Topologische Phase in Spinketten nachgewiesen Zukünftiges Rechnen mit Quantencomputern erleichtern

Dr. Pimonpan Sompet (Erstautorin des Artikels) beim Justieren der Frequenzverdopplungscavity. Das hier generierte UV-Licht benutzen die Forschenden, um die verwendeten Lithiumatome zu kühlen.

Bild: MPQ
03.06.2022

In einer speziellen Anordnung aus atomaren Spins haben Max-Planck-Physiker im Experiment die Eigenschaften der sogenannten Haldane-Phase vermessen. Dazu nutzten sie einen quantenmechanischen Kniff. Die Ergebnisse könnten in Zukunft bei Quantencomputern ihre praktische Anwendung finden.

Jegliche Materie tritt in unterschiedlichen Phasen auf, die ineinander übergehen können. Ein Beispiel dafür ist Wasser, das in flüssiger Form, als Eis oder Dampf existiert – je nach den äußeren Bedingungen.

Die verschiedenen physikalischen Phasen haben zwar dieselbe chemische Zusammensetzung, aber ein unterschiedliches Maß an innerer Ordnung. Ändern sich etwa die Temperatur oder der Druck, wechselt das Wasser an einem bestimmten Punkt in eine andere Phase.

Allerdings: Bei manchen Materialien existieren Phasen, zwischen denen ein Übergang nicht möglich ist, da sie durch eine bestimmte Form von Symmetrie geschützt sind – einer Eigenschaft des Systems, das dadurch beispielsweise bei einer Spiegelung oder Drehung unverändert bleibt. Nur durch Aufhebung der Symmetrie ist ein Phasenübergang möglich. Die Physiker sprechen dabei von topologischen Phasen – Materiezuständen, deren Erforschung in den letzten Jahren zu einem tieferen Verständnis der Struktur von Quantensystemen geführt hat.

Die Vermessung der Haldane-Phase

Bislang waren solche Eigenschaften fast nur für theoretische Modelle und Berechnungen oder durch indirekte Messungen an Festkörpern zugänglich. Doch nun ist es einem Team von Forschenden am Max-Planck-Institut für Quantenoptik (MPQ) in Garching gelungen, eine besondere, beispielhafte Art von topologischer Phase im Labor zu erzeugen und experimentell zu analysieren.

:: Aufgabe 1 ::
Schreibe aus den Einträgen die Zeilen von der Zeile mit „[locate] grass patch“ bis zum Ende der Einträge unverändert ab, beide Grenzen eingeschlossen.

:: Material zur Übung ::
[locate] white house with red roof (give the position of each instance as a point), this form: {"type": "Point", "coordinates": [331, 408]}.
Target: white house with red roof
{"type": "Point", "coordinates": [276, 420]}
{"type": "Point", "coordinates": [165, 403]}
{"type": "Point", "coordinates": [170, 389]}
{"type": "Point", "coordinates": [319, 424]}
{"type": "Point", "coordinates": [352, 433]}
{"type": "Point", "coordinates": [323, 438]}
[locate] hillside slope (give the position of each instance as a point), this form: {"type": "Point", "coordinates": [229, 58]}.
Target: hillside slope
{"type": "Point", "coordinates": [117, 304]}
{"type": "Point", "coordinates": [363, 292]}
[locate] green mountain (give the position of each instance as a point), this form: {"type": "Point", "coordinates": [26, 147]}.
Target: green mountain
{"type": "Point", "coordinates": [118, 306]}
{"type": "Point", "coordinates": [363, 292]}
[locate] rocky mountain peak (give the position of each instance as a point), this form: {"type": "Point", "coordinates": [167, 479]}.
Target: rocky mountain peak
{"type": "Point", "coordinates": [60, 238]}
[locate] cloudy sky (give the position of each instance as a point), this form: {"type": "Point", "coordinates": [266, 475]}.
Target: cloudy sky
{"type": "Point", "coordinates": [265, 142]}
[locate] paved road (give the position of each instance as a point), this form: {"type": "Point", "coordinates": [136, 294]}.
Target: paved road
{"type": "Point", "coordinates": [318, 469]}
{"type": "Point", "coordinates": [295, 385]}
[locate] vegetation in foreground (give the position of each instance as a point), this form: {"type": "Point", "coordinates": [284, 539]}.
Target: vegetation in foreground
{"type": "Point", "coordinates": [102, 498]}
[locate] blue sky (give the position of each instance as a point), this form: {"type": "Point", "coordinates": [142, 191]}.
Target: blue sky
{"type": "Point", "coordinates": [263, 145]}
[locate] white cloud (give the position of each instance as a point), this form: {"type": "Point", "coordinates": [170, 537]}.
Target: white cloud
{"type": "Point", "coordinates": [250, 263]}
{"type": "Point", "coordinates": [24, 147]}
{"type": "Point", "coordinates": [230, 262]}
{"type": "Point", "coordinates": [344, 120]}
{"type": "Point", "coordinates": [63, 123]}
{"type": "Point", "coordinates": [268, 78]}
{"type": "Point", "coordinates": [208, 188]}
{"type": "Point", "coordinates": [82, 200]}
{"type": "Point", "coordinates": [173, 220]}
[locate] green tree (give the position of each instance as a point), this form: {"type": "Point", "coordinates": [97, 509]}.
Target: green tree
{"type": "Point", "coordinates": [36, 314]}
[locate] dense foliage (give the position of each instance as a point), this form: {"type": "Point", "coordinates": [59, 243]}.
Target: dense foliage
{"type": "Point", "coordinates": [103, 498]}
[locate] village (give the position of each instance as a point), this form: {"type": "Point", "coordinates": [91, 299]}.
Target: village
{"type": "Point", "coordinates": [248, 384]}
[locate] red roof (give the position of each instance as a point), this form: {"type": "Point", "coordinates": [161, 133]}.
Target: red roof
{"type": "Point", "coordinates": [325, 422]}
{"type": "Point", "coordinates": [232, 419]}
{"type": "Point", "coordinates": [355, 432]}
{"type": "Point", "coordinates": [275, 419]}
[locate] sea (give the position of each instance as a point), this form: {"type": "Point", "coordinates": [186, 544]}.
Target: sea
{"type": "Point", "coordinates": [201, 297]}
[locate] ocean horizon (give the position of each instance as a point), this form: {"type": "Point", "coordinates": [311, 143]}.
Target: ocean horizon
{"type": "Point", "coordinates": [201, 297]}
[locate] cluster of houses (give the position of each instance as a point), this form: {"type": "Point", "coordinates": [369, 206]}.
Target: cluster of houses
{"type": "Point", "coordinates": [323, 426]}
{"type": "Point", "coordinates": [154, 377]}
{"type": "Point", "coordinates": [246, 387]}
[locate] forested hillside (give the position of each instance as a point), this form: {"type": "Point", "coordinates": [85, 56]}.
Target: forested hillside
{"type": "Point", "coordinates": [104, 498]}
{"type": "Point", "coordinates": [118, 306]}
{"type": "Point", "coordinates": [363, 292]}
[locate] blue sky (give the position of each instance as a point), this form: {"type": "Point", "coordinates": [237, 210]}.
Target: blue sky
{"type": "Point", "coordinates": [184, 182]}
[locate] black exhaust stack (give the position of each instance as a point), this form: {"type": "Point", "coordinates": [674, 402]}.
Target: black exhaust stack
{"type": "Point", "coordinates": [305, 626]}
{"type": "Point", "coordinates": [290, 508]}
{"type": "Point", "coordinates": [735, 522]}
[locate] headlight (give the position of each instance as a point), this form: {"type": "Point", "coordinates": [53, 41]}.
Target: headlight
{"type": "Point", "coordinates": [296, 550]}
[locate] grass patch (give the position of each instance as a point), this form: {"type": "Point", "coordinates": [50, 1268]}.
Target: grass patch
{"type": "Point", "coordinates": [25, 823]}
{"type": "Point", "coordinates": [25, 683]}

:: Aufgabe 2 ::
Gib den Artikel über die Haldane-Phase von „Topologische Phase in“ bis „den äußeren Bedingungen.“ wieder und setze dabei „Wasserdampf“ an die Stelle von „Dampf“.

:: Antwort 1 ::
[locate] grass patch (give the position of each instance as a point), this form: {"type": "Point", "coordinates": [50, 1268]}.
Target: grass patch
{"type": "Point", "coordinates": [25, 823]}
{"type": "Point", "coordinates": [25, 683]}

:: Antwort 2 ::
Topologische Phase in Spinketten nachgewiesen Zukünftiges Rechnen mit Quantencomputern erleichtern

Dr. Pimonpan Sompet (Erstautorin des Artikels) beim Justieren der Frequenzverdopplungscavity. Das hier generierte UV-Licht benutzen die Forschenden, um die verwendeten Lithiumatome zu kühlen.

Bild: MPQ
03.06.2022

In einer speziellen Anordnung aus atomaren Spins haben Max-Planck-Physiker im Experiment die Eigenschaften der sogenannten Haldane-Phase vermessen. Dazu nutzten sie einen quantenmechanischen Kniff. Die Ergebnisse könnten in Zukunft bei Quantencomputern ihre praktische Anwendung finden.

Jegliche Materie tritt in unterschiedlichen Phasen auf, die ineinander übergehen können. Ein Beispiel dafür ist Wasser, das in flüssiger Form, als Eis oder Wasserdampf existiert – je nach den äußeren Bedingungen.